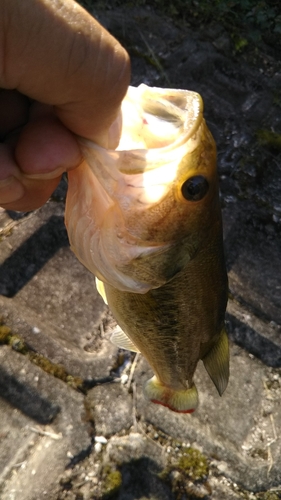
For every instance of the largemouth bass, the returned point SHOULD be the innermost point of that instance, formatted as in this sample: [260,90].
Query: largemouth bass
[146,220]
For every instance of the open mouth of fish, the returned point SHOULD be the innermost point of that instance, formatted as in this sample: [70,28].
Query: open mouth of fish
[110,207]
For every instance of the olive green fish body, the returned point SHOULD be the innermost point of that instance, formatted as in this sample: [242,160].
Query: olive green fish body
[179,323]
[145,219]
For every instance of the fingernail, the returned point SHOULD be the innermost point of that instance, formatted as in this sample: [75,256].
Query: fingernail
[47,175]
[11,190]
[114,132]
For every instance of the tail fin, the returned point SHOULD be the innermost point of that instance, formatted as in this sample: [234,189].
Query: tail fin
[181,401]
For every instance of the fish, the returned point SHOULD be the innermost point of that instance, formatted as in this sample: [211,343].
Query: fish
[145,219]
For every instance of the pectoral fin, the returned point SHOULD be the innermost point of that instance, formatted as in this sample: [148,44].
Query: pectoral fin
[101,290]
[216,363]
[120,339]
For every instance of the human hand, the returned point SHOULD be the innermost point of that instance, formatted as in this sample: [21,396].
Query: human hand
[61,74]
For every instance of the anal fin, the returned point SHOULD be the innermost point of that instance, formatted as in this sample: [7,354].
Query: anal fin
[120,339]
[180,401]
[216,362]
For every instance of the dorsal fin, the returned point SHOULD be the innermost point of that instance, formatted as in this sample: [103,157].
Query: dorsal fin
[120,339]
[216,363]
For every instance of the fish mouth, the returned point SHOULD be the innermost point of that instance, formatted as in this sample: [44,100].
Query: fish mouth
[160,128]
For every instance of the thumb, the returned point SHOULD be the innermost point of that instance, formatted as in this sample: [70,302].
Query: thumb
[57,54]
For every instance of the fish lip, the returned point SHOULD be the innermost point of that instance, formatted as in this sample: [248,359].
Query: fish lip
[139,92]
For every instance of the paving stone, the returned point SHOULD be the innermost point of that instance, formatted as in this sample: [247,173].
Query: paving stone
[50,299]
[239,428]
[110,407]
[140,460]
[42,428]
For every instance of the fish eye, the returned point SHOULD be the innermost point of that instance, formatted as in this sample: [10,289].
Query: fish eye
[195,188]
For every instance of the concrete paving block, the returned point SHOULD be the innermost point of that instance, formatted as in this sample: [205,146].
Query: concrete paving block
[140,460]
[241,428]
[50,298]
[110,407]
[42,428]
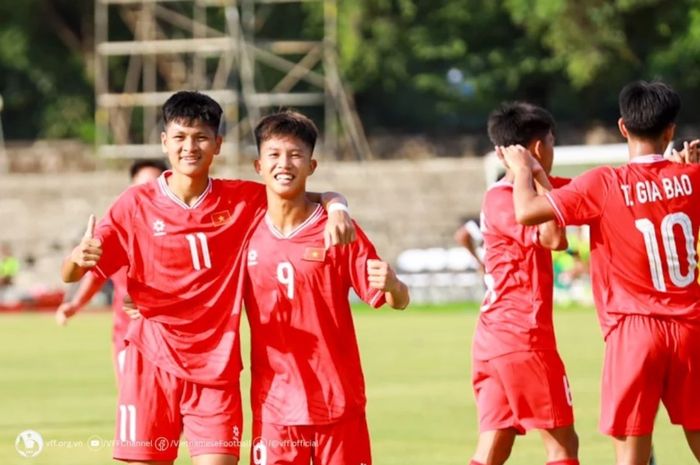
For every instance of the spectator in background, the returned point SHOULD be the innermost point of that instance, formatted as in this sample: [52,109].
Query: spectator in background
[469,236]
[9,266]
[141,172]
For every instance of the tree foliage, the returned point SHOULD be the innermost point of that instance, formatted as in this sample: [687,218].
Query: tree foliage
[415,65]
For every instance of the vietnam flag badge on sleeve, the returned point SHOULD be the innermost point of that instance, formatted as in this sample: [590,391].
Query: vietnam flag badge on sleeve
[314,254]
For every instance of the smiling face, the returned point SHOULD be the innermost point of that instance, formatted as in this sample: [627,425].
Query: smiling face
[191,147]
[284,163]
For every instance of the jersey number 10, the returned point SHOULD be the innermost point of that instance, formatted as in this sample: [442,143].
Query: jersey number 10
[668,224]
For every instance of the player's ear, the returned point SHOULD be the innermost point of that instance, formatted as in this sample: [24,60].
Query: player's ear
[163,138]
[219,140]
[670,132]
[535,147]
[623,129]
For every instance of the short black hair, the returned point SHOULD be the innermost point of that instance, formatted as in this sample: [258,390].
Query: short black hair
[287,123]
[519,123]
[648,108]
[142,163]
[188,107]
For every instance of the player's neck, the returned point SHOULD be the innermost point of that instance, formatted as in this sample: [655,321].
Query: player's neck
[287,214]
[187,188]
[641,147]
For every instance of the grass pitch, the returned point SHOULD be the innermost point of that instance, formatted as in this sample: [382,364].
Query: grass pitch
[59,382]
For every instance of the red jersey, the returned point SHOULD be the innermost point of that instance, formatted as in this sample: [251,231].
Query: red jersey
[304,357]
[516,313]
[120,320]
[644,218]
[185,272]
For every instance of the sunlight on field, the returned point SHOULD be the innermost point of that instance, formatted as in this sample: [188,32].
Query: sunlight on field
[59,382]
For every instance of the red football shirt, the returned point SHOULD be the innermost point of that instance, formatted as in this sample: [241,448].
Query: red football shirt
[304,357]
[516,313]
[644,218]
[120,320]
[185,272]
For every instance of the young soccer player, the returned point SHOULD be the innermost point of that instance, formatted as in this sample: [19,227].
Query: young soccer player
[644,218]
[519,379]
[308,396]
[182,238]
[141,172]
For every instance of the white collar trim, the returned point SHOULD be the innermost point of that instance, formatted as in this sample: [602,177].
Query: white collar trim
[646,159]
[165,189]
[309,221]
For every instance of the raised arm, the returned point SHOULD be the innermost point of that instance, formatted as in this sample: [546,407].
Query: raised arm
[340,229]
[83,257]
[531,208]
[551,235]
[87,288]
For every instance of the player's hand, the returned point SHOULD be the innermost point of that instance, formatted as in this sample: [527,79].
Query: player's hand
[689,154]
[130,309]
[88,252]
[340,230]
[381,276]
[64,312]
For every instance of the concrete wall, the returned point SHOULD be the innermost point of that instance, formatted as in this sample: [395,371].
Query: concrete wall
[400,204]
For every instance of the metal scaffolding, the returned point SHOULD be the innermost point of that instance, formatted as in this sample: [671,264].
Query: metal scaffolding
[156,47]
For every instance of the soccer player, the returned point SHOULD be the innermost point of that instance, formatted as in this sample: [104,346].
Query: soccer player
[307,394]
[519,379]
[182,238]
[141,172]
[644,218]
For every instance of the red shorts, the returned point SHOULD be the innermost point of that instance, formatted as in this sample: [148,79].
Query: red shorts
[648,360]
[341,443]
[155,408]
[522,390]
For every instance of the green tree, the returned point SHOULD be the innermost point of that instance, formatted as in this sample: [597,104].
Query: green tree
[45,58]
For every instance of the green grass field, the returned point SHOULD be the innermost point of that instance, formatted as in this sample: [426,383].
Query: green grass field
[59,382]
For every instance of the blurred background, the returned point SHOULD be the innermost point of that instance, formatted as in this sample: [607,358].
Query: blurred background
[401,90]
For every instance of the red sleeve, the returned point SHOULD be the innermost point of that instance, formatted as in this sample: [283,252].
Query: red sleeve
[359,252]
[558,182]
[582,200]
[499,218]
[112,230]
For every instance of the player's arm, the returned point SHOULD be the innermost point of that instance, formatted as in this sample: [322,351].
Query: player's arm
[463,238]
[551,235]
[340,229]
[689,154]
[530,208]
[83,257]
[88,287]
[382,276]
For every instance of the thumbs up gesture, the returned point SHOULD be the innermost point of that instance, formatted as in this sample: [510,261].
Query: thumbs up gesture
[88,252]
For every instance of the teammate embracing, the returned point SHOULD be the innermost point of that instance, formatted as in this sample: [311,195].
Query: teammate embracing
[519,379]
[308,391]
[644,218]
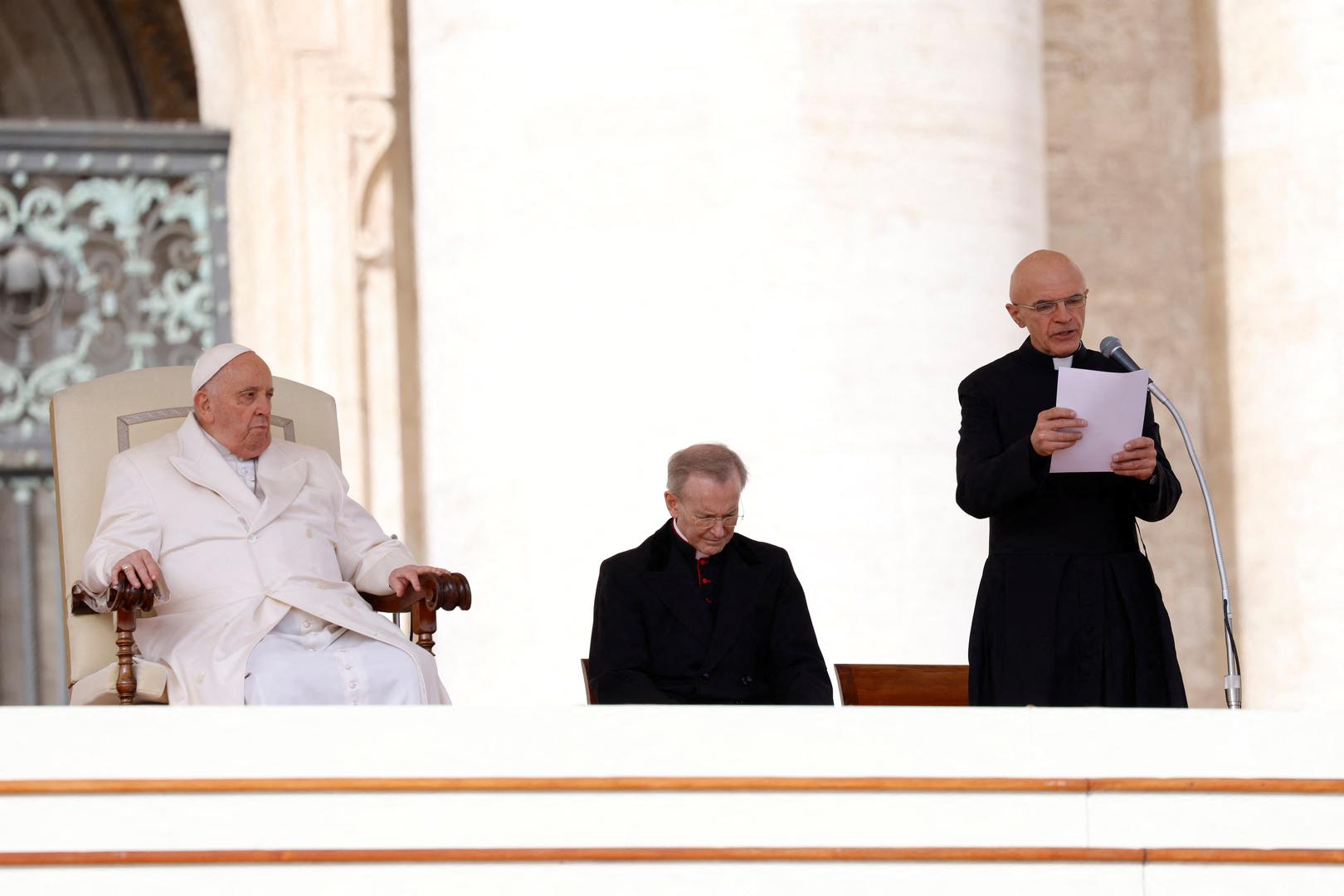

*Objetivo*: Indica cuántas líneas de los datos anteriores contienen la cadena "scaffolding", teniendo en cuenta mayúsculas y minúsculas. Responde únicamente con el número.

*Ejercicio resuelto*: 2